| Directions for this task |
Substitute "left hand" for "right hand" in the rows from the very first line through the line containing "[[130, 592, 313, 844]]", inclusive, and write those lines out again with nothing else altered. Leave the pictures out.

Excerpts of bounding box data
----
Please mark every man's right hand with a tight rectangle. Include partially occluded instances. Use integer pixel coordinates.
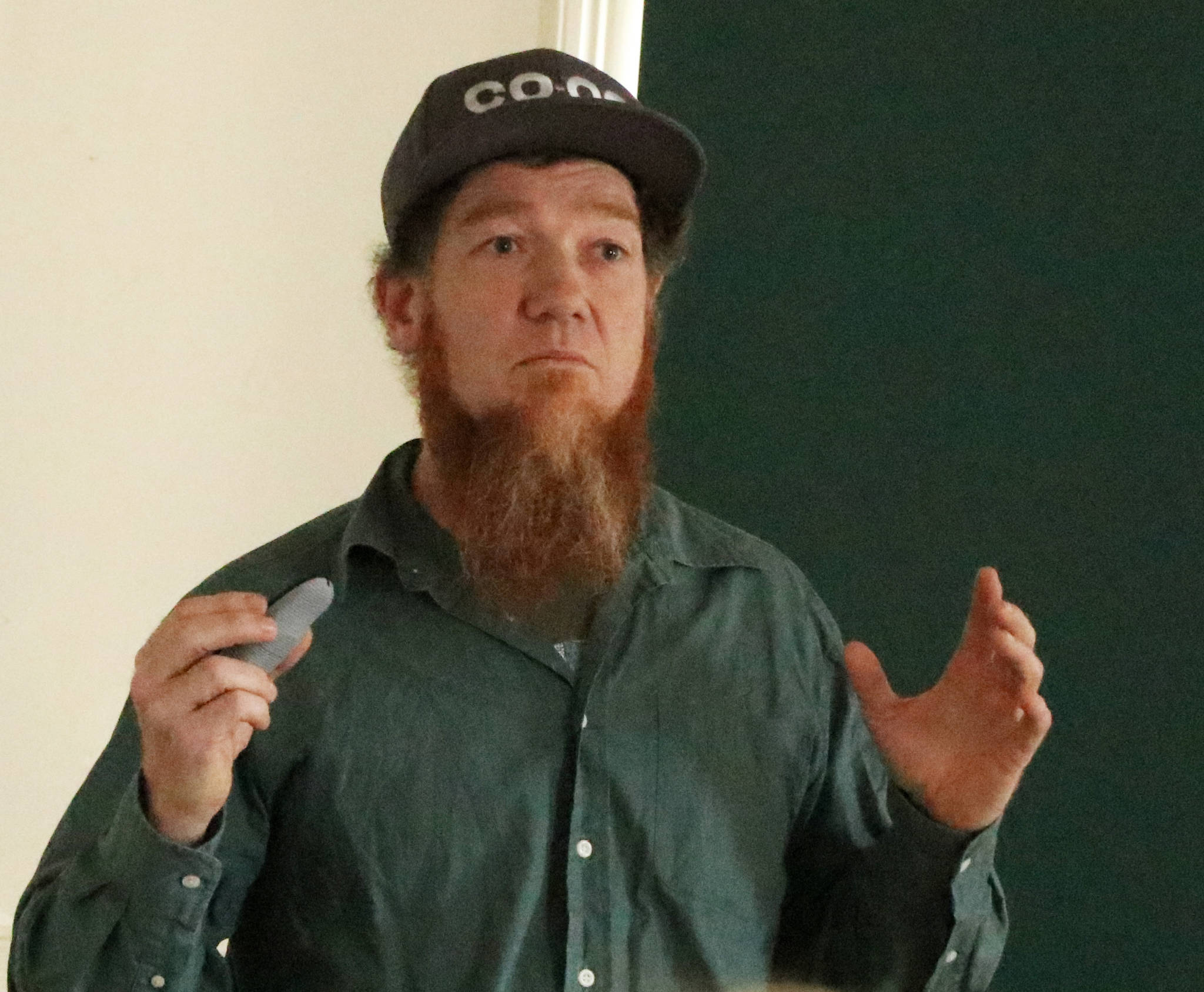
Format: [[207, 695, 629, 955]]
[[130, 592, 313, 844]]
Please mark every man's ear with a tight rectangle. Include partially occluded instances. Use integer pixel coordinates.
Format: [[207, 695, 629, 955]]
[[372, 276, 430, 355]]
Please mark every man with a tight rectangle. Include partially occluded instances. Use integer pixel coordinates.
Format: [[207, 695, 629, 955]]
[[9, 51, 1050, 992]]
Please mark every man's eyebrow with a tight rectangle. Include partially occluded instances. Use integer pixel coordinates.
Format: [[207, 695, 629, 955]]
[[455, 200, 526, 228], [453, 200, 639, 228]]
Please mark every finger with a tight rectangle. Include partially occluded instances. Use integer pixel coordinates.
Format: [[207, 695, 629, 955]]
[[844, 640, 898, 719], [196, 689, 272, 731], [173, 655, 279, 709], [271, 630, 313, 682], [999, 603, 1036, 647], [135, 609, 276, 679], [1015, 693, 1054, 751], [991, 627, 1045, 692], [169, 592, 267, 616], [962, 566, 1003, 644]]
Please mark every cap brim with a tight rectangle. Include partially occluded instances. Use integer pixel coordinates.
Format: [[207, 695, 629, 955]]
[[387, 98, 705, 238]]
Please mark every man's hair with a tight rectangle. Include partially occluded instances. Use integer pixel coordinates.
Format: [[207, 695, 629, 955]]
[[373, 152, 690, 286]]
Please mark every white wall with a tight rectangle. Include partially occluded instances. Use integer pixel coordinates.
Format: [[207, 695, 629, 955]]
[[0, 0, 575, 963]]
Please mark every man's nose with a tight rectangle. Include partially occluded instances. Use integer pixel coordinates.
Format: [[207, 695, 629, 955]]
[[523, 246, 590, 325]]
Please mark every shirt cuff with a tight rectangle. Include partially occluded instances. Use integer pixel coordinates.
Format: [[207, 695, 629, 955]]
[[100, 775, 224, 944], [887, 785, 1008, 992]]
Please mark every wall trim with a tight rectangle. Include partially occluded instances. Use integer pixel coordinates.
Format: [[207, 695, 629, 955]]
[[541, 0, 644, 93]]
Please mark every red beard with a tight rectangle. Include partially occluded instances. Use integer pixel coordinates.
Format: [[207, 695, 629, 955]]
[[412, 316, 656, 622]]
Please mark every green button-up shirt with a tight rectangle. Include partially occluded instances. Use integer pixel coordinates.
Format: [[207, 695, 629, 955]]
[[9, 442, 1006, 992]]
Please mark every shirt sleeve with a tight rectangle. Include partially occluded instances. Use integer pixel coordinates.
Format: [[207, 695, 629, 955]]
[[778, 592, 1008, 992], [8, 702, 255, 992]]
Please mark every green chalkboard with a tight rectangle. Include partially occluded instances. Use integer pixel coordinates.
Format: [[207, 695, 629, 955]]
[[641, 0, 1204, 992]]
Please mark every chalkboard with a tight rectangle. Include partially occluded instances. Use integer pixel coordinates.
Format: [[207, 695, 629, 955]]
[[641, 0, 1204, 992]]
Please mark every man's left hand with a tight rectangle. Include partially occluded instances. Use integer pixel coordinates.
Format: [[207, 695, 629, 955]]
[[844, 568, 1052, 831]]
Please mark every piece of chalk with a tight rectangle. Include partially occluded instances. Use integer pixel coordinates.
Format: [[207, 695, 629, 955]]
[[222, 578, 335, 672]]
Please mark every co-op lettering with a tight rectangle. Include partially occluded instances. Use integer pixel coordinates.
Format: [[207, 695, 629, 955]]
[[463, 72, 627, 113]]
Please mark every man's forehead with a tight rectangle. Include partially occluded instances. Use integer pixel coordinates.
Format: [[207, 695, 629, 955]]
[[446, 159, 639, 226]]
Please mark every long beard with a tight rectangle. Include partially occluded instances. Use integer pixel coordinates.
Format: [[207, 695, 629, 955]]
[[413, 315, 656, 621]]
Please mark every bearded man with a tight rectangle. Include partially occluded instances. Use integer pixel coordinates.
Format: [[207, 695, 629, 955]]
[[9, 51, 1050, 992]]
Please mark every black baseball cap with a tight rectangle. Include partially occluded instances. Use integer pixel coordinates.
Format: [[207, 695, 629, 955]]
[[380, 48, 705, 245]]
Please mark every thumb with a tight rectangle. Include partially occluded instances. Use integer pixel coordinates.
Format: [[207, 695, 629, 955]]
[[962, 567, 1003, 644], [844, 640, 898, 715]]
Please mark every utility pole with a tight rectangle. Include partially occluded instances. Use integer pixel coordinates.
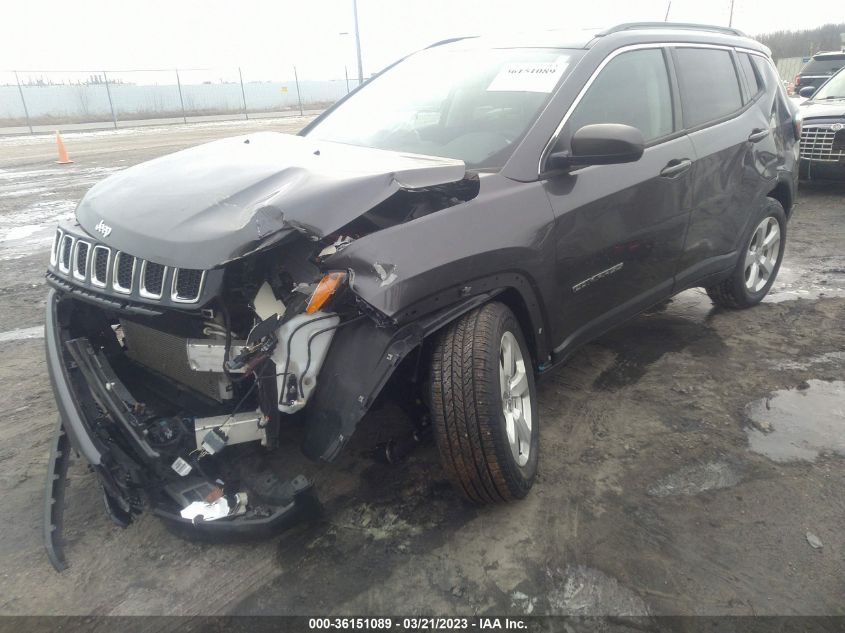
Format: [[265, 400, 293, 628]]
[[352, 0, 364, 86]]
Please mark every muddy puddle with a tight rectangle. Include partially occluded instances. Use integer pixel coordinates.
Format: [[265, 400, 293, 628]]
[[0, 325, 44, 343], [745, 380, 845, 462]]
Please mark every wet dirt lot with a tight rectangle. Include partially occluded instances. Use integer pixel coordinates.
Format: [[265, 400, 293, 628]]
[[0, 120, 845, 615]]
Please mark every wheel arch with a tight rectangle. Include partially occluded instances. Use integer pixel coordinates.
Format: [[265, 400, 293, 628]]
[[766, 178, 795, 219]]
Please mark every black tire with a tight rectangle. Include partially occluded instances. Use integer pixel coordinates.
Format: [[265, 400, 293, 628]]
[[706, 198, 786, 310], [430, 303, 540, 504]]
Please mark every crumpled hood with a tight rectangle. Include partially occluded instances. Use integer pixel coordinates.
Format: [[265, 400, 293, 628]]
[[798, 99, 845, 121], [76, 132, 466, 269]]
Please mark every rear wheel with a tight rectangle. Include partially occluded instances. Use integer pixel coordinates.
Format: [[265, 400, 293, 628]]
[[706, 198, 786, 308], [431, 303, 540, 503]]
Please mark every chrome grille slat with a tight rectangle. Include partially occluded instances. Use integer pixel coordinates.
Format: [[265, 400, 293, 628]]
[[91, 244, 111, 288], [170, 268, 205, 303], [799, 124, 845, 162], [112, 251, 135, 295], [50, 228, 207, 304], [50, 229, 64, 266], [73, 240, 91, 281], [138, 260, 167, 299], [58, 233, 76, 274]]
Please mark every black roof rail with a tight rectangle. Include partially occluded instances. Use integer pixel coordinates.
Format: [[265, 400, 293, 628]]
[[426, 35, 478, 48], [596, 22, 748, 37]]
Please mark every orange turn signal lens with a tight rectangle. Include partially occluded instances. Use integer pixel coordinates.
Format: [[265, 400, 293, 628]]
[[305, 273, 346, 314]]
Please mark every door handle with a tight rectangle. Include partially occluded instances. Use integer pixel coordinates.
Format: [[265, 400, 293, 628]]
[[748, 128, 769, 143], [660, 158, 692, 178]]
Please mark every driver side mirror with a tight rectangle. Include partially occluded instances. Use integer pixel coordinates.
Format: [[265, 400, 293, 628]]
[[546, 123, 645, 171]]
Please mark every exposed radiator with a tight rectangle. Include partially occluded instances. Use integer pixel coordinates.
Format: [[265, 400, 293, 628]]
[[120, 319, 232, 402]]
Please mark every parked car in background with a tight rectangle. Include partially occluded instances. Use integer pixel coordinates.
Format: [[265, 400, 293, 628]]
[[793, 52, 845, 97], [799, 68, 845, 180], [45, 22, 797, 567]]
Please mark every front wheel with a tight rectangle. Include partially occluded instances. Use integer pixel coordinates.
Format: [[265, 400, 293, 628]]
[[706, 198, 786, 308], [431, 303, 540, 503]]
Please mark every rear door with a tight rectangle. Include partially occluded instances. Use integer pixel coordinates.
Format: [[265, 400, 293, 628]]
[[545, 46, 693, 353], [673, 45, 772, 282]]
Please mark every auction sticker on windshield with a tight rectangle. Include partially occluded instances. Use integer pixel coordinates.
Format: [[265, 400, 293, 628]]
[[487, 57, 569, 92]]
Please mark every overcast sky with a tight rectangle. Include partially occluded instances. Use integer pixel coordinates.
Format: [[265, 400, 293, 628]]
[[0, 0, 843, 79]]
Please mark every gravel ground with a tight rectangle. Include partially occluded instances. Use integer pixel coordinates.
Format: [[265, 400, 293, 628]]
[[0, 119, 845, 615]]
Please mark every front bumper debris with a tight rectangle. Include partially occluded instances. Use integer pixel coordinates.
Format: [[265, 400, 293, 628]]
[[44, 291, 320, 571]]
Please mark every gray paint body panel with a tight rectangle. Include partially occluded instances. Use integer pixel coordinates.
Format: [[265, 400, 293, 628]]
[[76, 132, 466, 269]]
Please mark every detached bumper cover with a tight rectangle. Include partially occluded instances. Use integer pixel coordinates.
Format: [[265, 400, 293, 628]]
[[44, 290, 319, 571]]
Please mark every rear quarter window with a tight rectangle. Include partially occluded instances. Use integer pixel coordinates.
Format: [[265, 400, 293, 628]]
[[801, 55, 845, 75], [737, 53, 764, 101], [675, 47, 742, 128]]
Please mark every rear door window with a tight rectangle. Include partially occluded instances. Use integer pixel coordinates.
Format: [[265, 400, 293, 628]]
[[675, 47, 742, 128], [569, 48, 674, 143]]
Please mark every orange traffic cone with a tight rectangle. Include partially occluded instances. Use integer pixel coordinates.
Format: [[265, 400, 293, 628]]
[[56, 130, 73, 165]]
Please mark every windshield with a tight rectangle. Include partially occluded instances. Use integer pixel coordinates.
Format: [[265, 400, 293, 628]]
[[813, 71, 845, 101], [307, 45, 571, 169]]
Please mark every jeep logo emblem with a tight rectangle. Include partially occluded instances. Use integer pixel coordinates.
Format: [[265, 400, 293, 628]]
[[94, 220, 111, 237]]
----
| The reply |
Please mark every man's left hand with a tight rectangle. Include partially occluded instances. Use integer pixel coordinates.
Format: [[207, 695, 629, 955]]
[[130, 592, 313, 844]]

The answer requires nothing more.